■ WORK TASK:
Output the records that follow exactly as they are written.

■ RECORDED INFORMATION:
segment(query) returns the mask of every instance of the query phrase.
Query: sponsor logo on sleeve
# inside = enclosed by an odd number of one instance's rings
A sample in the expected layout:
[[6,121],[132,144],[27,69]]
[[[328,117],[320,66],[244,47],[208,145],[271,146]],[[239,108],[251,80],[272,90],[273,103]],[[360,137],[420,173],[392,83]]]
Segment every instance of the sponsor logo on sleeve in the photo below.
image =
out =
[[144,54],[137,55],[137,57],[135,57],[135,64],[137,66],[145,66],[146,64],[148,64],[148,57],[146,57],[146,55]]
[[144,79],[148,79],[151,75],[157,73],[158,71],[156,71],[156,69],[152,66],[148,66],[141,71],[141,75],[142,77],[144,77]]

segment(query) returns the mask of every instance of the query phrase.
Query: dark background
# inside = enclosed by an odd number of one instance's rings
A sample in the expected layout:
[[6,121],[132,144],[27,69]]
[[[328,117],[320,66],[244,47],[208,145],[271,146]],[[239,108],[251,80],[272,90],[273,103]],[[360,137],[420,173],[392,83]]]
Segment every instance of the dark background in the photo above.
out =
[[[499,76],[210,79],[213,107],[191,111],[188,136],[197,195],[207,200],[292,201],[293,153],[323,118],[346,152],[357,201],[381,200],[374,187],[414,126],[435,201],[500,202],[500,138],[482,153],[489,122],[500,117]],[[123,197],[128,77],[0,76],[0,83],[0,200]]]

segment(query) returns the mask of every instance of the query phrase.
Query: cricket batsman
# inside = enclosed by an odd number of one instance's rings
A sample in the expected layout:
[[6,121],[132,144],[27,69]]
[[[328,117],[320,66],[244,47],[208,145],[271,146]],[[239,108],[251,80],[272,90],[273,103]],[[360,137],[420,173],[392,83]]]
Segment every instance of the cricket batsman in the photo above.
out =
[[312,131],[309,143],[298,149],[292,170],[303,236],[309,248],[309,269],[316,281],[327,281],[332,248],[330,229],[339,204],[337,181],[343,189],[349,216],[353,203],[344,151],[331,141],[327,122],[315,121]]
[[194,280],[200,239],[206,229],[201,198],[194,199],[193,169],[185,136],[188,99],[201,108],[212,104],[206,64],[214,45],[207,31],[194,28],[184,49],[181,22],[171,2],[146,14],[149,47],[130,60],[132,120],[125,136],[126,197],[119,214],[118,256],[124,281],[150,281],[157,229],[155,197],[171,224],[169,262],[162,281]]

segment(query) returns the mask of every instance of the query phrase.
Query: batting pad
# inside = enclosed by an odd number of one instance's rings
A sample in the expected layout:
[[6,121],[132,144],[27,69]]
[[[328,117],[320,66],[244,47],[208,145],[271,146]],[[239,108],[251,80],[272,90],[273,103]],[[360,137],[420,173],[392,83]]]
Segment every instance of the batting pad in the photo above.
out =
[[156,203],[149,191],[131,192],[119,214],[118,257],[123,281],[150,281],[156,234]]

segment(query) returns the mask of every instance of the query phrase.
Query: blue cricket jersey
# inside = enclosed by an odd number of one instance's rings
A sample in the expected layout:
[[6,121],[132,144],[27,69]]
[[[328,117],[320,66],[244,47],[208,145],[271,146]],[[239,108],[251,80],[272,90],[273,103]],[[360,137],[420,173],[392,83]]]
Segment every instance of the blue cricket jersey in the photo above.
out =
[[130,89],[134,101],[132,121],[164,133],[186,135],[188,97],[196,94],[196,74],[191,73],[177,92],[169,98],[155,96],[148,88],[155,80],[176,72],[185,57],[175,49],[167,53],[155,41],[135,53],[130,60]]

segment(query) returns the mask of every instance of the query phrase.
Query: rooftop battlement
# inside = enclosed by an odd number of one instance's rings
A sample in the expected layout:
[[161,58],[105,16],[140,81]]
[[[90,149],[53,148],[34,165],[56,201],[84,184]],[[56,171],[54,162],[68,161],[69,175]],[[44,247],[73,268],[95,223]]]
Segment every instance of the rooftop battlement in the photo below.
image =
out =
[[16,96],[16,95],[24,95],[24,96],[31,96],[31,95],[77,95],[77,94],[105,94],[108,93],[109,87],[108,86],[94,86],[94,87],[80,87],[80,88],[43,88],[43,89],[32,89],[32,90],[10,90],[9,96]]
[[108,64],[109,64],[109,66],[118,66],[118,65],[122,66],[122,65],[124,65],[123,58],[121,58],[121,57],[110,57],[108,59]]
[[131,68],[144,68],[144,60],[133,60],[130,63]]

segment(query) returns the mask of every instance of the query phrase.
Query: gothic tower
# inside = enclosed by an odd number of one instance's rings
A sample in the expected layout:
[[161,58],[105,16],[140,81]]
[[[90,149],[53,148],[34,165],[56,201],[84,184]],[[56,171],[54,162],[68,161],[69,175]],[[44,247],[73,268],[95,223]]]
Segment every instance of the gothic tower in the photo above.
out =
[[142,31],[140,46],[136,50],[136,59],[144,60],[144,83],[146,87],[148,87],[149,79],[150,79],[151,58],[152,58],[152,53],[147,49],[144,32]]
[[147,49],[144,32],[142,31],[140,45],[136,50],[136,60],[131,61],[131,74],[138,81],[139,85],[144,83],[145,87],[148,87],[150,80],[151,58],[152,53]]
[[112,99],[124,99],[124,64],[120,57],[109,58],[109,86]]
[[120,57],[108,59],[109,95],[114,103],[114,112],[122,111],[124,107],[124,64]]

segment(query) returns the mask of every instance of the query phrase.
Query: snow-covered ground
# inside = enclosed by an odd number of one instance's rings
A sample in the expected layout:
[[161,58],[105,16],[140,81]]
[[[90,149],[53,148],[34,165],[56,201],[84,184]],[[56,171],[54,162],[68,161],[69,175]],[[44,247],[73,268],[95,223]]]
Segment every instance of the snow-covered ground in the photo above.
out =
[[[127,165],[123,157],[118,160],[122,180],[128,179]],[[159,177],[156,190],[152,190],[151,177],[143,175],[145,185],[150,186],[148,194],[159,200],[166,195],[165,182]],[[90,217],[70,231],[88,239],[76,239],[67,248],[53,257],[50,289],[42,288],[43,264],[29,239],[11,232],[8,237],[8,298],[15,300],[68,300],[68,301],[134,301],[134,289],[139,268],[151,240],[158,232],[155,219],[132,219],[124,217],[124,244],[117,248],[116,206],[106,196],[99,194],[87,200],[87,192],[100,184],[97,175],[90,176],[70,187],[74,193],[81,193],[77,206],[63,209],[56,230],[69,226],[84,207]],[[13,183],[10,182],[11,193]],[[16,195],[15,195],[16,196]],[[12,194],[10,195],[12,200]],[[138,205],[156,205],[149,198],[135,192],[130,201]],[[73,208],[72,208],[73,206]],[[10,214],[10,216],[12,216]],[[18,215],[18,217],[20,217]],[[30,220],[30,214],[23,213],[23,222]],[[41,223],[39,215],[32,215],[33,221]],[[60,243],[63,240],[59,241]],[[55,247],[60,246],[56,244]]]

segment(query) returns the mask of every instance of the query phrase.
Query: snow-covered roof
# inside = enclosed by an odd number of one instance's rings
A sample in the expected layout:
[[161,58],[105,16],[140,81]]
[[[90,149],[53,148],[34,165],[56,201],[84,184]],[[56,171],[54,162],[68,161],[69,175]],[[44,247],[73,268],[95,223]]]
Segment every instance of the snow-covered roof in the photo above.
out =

■ RESULT:
segment(query) returns the mask of every instance of the query phrase.
Query: sponsor logo on sleeve
# inside = enclosed by an odd number of one instance's rings
A sample in the expected layout:
[[6,121],[132,144],[27,69]]
[[[328,117],[320,66],[244,47],[208,145],[271,146]],[[239,108],[251,80],[272,90],[273,103]],[[360,137],[420,173],[392,83]]]
Segment every instance of the sponsor logo on sleeve in the photo below.
image =
out =
[[144,54],[137,55],[137,57],[135,57],[135,64],[137,66],[145,66],[146,64],[148,64],[148,57],[146,57],[146,55]]
[[144,79],[148,79],[151,75],[157,73],[158,71],[156,71],[156,69],[152,66],[148,66],[141,71],[141,75],[142,77],[144,77]]

segment(query) returns the mask of every instance of the query phrase.
Query: dark background
# inside = enclosed by an odd number of one instance's rings
A sample in the expected layout:
[[6,121],[132,144],[27,69]]
[[[328,117],[320,66],[244,47],[208,145],[271,146]],[[239,108],[251,80],[272,90],[273,103]],[[360,137],[420,173],[392,83]]]
Segment every instance of the dark background in the photo above.
out =
[[[499,76],[210,79],[213,107],[191,111],[188,136],[197,195],[207,200],[292,201],[293,153],[323,118],[346,152],[357,201],[381,200],[374,187],[414,126],[435,201],[500,202],[500,138],[482,153],[489,122],[500,117]],[[123,197],[128,77],[0,76],[0,83],[0,200]]]

segment(query) returns the mask of every instance of the query phrase.
Query: cricket batsman
# inside = enclosed by an odd number of one instance's rings
A sample in the expected layout:
[[6,121],[132,144],[27,69]]
[[[328,117],[320,66],[244,47],[208,145],[271,146]],[[239,108],[251,80],[272,90],[273,103]],[[360,137],[420,173],[392,83]]]
Segment every instance of the cricket batsman in the photo above.
out =
[[312,131],[309,143],[298,149],[292,170],[303,236],[309,248],[309,269],[316,281],[327,281],[332,248],[330,229],[339,204],[337,181],[343,189],[349,216],[353,203],[344,151],[331,141],[327,122],[315,121]]
[[194,280],[200,239],[206,229],[201,198],[194,199],[193,169],[185,136],[188,99],[201,108],[212,104],[206,64],[214,45],[207,31],[194,28],[184,49],[181,22],[171,2],[146,14],[149,47],[130,60],[132,120],[125,136],[126,197],[119,214],[118,256],[124,281],[150,281],[157,229],[155,197],[171,224],[169,262],[162,281]]

segment(query) returns the mask of every instance of the query phrase.
Query: batting pad
# inside = enclosed by an odd number of one instance's rings
A sample in the expected layout:
[[6,121],[132,144],[27,69]]
[[[328,117],[320,66],[244,47],[208,145],[271,146]],[[239,108],[251,80],[272,90],[273,103]],[[360,137],[420,173],[392,83]]]
Segment every instance of the batting pad in the photo above.
out =
[[156,203],[149,191],[131,192],[119,214],[118,257],[123,281],[150,281],[156,234]]

segment(query) returns the mask of every instance of the query phrase.
Query: blue cricket jersey
# inside = enclosed by an odd number of one instance's rings
A sample in the expected layout:
[[6,121],[132,144],[27,69]]
[[[328,117],[320,66],[244,47],[208,145],[271,146]],[[239,108],[251,80],[272,90],[273,103]],[[360,137],[420,173],[392,83]]]
Segment every instance of the blue cricket jersey in the photo above.
out =
[[130,89],[134,101],[132,121],[164,133],[186,135],[188,97],[196,94],[196,74],[191,73],[177,92],[169,98],[155,96],[148,88],[155,80],[176,72],[185,57],[175,49],[167,53],[155,41],[135,53],[130,60]]

segment(query) returns the mask of every instance of the query phrase.
Query: rooftop battlement
# inside = enclosed by an odd number of one instance's rings
A sample in the expected layout:
[[161,58],[105,16],[140,81]]
[[[90,149],[53,148],[34,165],[56,201],[84,184]],[[56,171],[54,162],[68,161],[69,175]],[[44,247],[73,268],[95,223]]]
Segment every instance of the rooftop battlement in the photo below.
image =
out =
[[16,96],[16,95],[24,95],[24,96],[31,96],[31,95],[77,95],[77,94],[105,94],[108,93],[109,87],[108,86],[94,86],[94,87],[80,87],[80,88],[43,88],[43,89],[32,89],[32,90],[10,90],[9,96]]
[[108,64],[109,64],[109,66],[118,66],[118,65],[122,66],[122,65],[124,65],[123,58],[121,58],[121,57],[110,57],[108,59]]
[[131,68],[144,68],[144,60],[133,60],[130,63]]

segment(query) returns the mask of every instance of the query phrase.
Query: gothic tower
# inside = enclosed by an odd number of one instance's rings
A sample in the expected layout:
[[161,58],[105,16],[140,81]]
[[[90,149],[53,148],[34,165],[56,201],[84,184]],[[56,171],[54,162],[68,161],[69,175]],[[44,247],[73,268],[95,223]]]
Segment every instance of the gothic tower in the photo above.
out =
[[142,31],[140,46],[136,50],[136,59],[144,60],[144,83],[146,87],[148,87],[149,79],[150,79],[151,58],[152,58],[152,53],[147,49],[144,32]]
[[147,49],[144,32],[142,31],[140,45],[136,50],[136,60],[131,61],[131,74],[138,81],[139,85],[144,83],[145,87],[148,87],[150,80],[151,58],[152,53]]
[[112,99],[124,99],[124,64],[120,57],[109,58],[109,86]]
[[120,57],[108,59],[109,95],[114,103],[114,112],[122,111],[124,107],[124,64]]

segment(query) returns the mask of every instance of the query phrase.
Query: snow-covered ground
# inside = enclosed by an odd number of one instance's rings
A sample in the expected layout:
[[161,58],[105,16],[140,81]]
[[[90,149],[53,148],[34,165],[56,201],[84,184]],[[56,171],[54,162],[68,161],[69,175]],[[44,247],[73,268],[95,223]]]
Segment every instance of the snow-covered ground in the photo above.
out =
[[[127,165],[123,157],[118,160],[122,180],[128,179]],[[159,177],[156,190],[152,190],[151,177],[143,175],[145,185],[150,186],[148,194],[159,200],[166,195],[165,182]],[[90,217],[70,231],[88,239],[76,239],[67,248],[53,257],[50,289],[42,288],[43,264],[29,239],[11,232],[8,237],[8,298],[15,300],[68,300],[68,301],[134,301],[134,289],[139,268],[151,240],[158,232],[155,219],[132,219],[124,217],[124,244],[117,248],[116,206],[106,196],[99,194],[87,200],[87,192],[100,184],[97,175],[90,176],[70,187],[74,193],[81,193],[77,206],[63,209],[56,230],[69,226],[84,207]],[[13,183],[10,182],[11,193]],[[16,195],[15,195],[16,196]],[[12,194],[10,195],[12,200]],[[138,205],[156,205],[149,198],[135,192],[130,201]],[[73,208],[72,208],[73,206]],[[10,214],[10,216],[12,216]],[[18,215],[18,217],[20,217]],[[30,220],[30,214],[23,213],[23,222]],[[41,223],[39,215],[32,215],[33,221]],[[60,243],[63,240],[59,241]],[[55,247],[60,246],[56,244]]]

segment(query) returns the mask of every instance of the query phrase.
Query: snow-covered roof
# inside = enclosed by an odd number of one instance's rings
A sample in the expected layout:
[[161,58],[105,16],[140,81]]
[[[90,149],[53,148],[34,165],[56,201],[84,184]],[[56,171],[54,162],[68,161],[69,175]],[[44,247],[73,268],[95,223]]]
Segment every instance of the snow-covered roof in the photo above.
out =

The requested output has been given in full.